Tarefas a realizar:
1. Reescreva em forma de lista o parágrafo da reportagem sobre mortes infantis em zonas de guerra que começa com "A Convenção de Genebra de 1949", mantendo os fatos principais.
2. Liste os países que a reportagem sobre mortes infantis em zonas de guerra aponta como os "cinco países mais conflituosos do mundo".
3. Dê continuidade à reportagem sobre mortes infantis em zonas de guerra a partir do ponto em que ela termina.
┌─ Trecho da fonte
Internacional

Mais mortes infantis em zonas de guerra

Crianças residentes em um local de Proteção de Civis, administrado pela Missão das Nações Unidas no Sudão do Sul, participam de um evento cultural em Juba, no dia 27 de março deste ano. Foto: JC McIlwaine/ONU
Crianças residentes em um local de Proteção de Civis, administrado pela Missão das Nações Unidas no Sudão do Sul, participam de um evento cultural em Juba, no dia 27 de março deste ano. Foto: JC McIlwaine/ONU

Por Thalif Deen, da IPS – 

Nações Unidas, 24/8/2015 – A crescente quantidade de mortes de civis nos conflitos armados atuais, especificamente mulheres e crianças, gera fortes mensagens de condenação por parte de instituições internacionais e organizações de direitos humanos. Os piores responsáveis são as partes beligerantes nos “cinco países mais conflituosos do mundo”: Síria, Iraque, Sudão do Sul, República Centro-Africana e, especialmente, Iêmen, onde o número de vítimas civis aumenta praticamente a cada hora.

A Convenção de Genebra de 1949 continua sendo violada em suas regras básicas das guerras, nos conflitos de Afeganistão, Líbia, Gaza, Nigéria, Birmânia, Somália e República Democrática do Congo, entre outros pontos militares sensíveis. Segundo o Fundo das Nações Unidas para a Infância (Unicef), cerca de 230 milhões de crianças crescem em meio a conflitos, que envolvem tanto governo como “organizações terroristas” como Boko Haram, Estado Islâmico (EI) e Exército de Resistência do Senhor.
└─
┌─ Dados armazenados
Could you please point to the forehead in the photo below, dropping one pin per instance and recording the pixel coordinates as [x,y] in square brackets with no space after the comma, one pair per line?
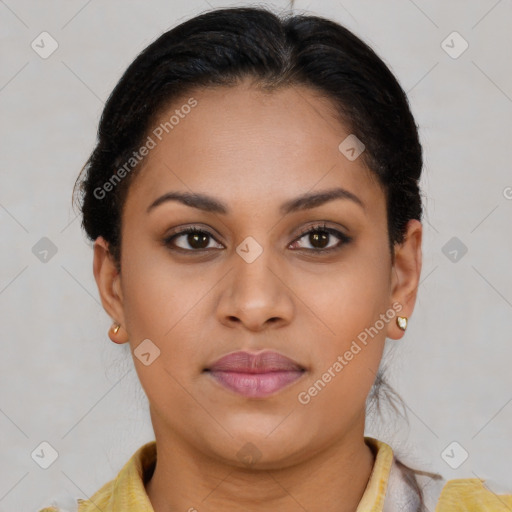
[241,143]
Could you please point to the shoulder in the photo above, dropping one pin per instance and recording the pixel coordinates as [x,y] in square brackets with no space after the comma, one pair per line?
[473,495]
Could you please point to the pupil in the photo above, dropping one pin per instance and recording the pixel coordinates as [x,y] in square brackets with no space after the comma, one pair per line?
[322,238]
[193,237]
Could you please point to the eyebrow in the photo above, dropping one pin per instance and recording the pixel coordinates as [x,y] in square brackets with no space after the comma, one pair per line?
[303,202]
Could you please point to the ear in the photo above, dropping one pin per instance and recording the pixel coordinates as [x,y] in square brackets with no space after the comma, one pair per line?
[108,281]
[405,274]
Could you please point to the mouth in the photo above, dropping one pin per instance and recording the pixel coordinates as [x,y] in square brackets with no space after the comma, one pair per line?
[255,375]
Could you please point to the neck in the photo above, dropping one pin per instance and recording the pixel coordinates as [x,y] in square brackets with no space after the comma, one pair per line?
[185,480]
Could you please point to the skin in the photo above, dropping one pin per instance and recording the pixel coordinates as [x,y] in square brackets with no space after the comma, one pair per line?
[254,151]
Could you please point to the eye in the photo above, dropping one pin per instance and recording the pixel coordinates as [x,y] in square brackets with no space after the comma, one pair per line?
[319,237]
[196,239]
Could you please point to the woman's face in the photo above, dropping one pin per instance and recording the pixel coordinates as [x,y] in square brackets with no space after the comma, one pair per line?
[253,280]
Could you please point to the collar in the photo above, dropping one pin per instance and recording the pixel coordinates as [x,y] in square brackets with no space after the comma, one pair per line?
[127,491]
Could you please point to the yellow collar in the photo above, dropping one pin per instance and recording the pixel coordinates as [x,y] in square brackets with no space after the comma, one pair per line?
[127,491]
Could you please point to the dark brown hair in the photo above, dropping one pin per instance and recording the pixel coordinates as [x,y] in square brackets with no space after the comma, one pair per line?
[220,48]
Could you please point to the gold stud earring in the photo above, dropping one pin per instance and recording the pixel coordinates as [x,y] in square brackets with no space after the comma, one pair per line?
[401,321]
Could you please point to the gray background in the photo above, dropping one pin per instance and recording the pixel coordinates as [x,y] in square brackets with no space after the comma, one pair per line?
[64,382]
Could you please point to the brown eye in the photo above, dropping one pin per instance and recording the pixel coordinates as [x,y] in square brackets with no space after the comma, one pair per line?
[319,238]
[190,239]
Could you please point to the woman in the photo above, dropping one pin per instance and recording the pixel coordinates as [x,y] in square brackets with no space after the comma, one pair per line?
[254,202]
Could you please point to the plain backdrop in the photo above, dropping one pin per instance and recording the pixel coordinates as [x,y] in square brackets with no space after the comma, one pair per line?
[64,383]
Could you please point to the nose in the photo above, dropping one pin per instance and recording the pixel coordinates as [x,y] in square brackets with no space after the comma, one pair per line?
[256,295]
└─
Tarefas resolvidas:
1.
- As regras básicas de guerra da Convenção de Genebra de 1949 continuam sendo violadas.
- As violações ocorrem nos conflitos do Afeganistão, Líbia, Gaza, Nigéria, Birmânia, Somália e República Democrática do Congo, entre outros.
- Segundo o Unicef, cerca de 230 milhões de crianças crescem em meio a conflitos.
- Esses conflitos envolvem tanto governos como "organizações terroristas", entre elas Boko Haram, Estado Islâmico (EI) e Exército de Resistência do Senhor.

2.
- Síria
- Iraque
- Sudão do Sul
- República Centro-Africana
- Iêmen

3.
Um novo informe do Unicef indica que um dos piores casos é o do Iêmen, onde uma média de oito crianças são mortas ou mutiladas a cada dia. O estudo, intitulado Iêmen: Infância Sob Ameaça, afirma que quase 400 crianças foram assassinadas e outras 600 feridas desde que a violência aumentou, há cerca de quatro meses.

No conflito de Gaza de agosto do ano passado, segundo estatísticas da Organização das Nações Unidas (ONU), morreram mais de 2.100 pessoas, entre elas 1.462 civis. E, entre as mortes de civis, foram contadas 495 crianças e 253 mulheres, em comparação com as mortes de 72 israelenses, sete deles civis.

Discursando no Conselho de Segurança no mês passado, durante um debate aberto sobre infância e conflitos armados, o secretário-geral da ONU, Ban Ki-moon, afirmou que é “um imperativo moral e uma obrigação legal” proteger as crianças, e que nunca deveriam “ser colocadas em perigo pelos interesses nacionais”. E destacou que 2014 foi um dos piores anos da história recente para as crianças em países devastados por conflitos militares.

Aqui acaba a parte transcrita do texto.